▶ Aim of the task:
Using the Open Kart article, answer these:
(a) Which company published the game?
(b) How many tracks can players race on?
(c) What do championships and amateur races in career mode award?

- Developer: Microids
- Publisher: Microids
- Platform: Windows
- Release: 2001

= Open Kart =

2001 video game

Open Kart is a 2001 video game from Microids.

==Gameplay==
Open Kart puts the player into the world of professional kart racing. The game emphasizes speed, precision, and customization. Players race across ten tracks modeled on real-world locations, each demanding careful timing and reflexive steering. The courses are flat and tightly bordered, punishing mistakes harshly—veer off the track and the car will slam into a wall. Customization is central: karts can be upgraded with new tires, brakes, torsion bars, gears, engines, and frames. Players can even adjust tire pressure, braking power, weight distribution, chassis rigidity, and track width, all of which noticeably affect performance. The career mode drives progression, with championships and amateur races awarding money for upgrades.

▶ Provided data:
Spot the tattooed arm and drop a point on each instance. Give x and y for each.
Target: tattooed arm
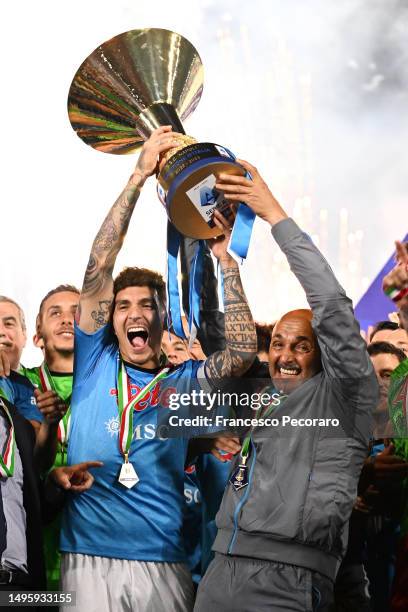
(97, 289)
(240, 333)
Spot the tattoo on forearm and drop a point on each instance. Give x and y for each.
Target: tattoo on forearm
(106, 247)
(101, 316)
(240, 333)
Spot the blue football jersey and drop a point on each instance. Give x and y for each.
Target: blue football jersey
(144, 522)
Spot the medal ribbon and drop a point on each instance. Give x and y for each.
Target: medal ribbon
(126, 404)
(7, 460)
(47, 384)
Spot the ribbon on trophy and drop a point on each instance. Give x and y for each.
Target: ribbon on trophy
(174, 316)
(239, 244)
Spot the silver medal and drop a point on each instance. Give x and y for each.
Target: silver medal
(128, 476)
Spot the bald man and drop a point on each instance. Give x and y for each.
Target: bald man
(282, 525)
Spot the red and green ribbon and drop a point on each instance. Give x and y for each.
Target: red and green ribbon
(7, 460)
(47, 384)
(127, 403)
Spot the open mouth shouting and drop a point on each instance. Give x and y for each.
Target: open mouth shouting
(138, 337)
(66, 333)
(288, 370)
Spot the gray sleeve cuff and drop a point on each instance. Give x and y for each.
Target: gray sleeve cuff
(284, 231)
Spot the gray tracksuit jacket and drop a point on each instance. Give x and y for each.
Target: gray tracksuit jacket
(303, 480)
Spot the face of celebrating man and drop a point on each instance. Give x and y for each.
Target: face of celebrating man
(384, 364)
(294, 354)
(12, 334)
(138, 325)
(55, 326)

▶ Exercise answer:
(a) Microids
(b) Ten
(c) Money for upgrades